### TEXT SECTION
----

- Interactive map of Gifford Pinchot State Park
- Location: Warrington Township, York County, Pennsylvania, United States
- Coordinates: 40°05′13″N 76°53′17″W﻿ / ﻿40.087°N 76.888°W
- Area: 2,338 acres (946 ha)
- Elevation: 492 feet (150 m)
- Established: 1961
- Administrator: Pennsylvania Department of Conservation and Natural Resources
- Website: Official website
- Pennsylvania State Parks

= Gifford Pinchot State Park =

State park in York County, Pennsylvania,

Gifford Pinchot State Park is a 2338 acre Pennsylvania state park in northern York County, Pennsylvania, in the United States.

It was named in honor of noted conservationist and former Pennsylvania Governor Gifford Pinchot. The fourth chief of the United States Division of Forestry, Pinchot was susbsequently appointed as the first head of the United States Forest Service.

Ground was broken for the new park by Pennsylvania Governor George M. Leader in May 1958, and a preliminary dedication ceremony was held on grounds of the new park in October 1958, during which Leader was presented with a commemorative plaque in memory of Pinchot by the Pennsylvania Forestry Association. The park officially opened to the public on Friday, May 26, 1961.

==History==
Planned as a new state facility during the 1950s, ground was broken for the state park in mid-May 1958 by Pennsylvania Governor George M. Leader. At the time, Leader said of Pinchot:

"As a Pennsylvanian, I am proud that we have named this Park the Gifford Pinchot State Park, as a tribute to one of Pennsylvania's greatest governors.

Although Pinchot is frequently remembered in Pennsylvania as the man who promised 'to get the farmer out of the mud' and kept that promise, he is probably most famous for his work in conservation. Theodore Roosevelt once said 'Gifford Pinchot is the man to whom the nation owes most for what had been accomplished regards the preservation of the natural resources of our country.'

As he served his nation, so he served his state."

Additional land for the park was then subsequently acquired during the summer of 1958. Leader then presided over a preliminary dedication of park grounds when he accepted a commemorative plaque, which paid tribute to Pinchot, from the Pennsylvania Forestry Association in mid-October of that same year.

The park officially opened to the public in York County on Friday, May 26, 1961. Visitors were initially able to eat and socialize in the 2,300-acre park's picnic areas, as well as boat and swim in the park's three-mile-long lake, but were not yet able to camp or fish because campground areas were still under construction and the lake had not yet been stocked with fish fry by the Pennsylvania Fish Commission.

----

### RECORDED DATA

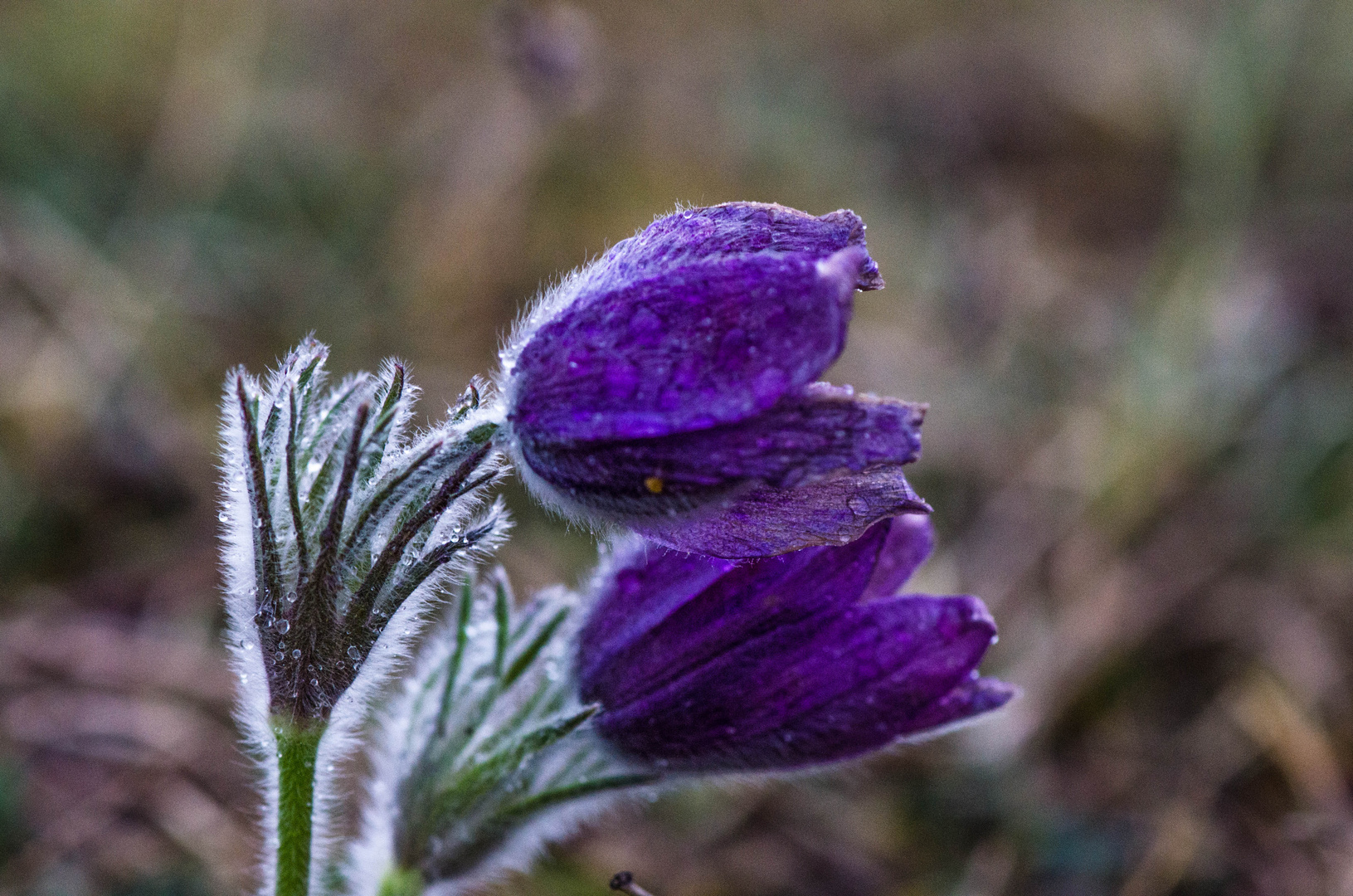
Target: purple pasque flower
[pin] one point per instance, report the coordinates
(805, 658)
(670, 387)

----

### PROBLEMS TO SOLVE
a: From the Gifford Pinchot State Park text, output the passage starting at "State park in York" and ending at "the United States.", copied word for word.
b: List every activity that the Gifford Pinchot State Park text says visitors could do at the park when it first opened to the public.

### RESPONSES TO THE EXERCISE
a:
State park in York County, Pennsylvania,

Gifford Pinchot State Park is a 2338 acre Pennsylvania state park in northern York County, Pennsylvania, in the United States.

b:
- Eat
- Socialize
- Boat
- Swim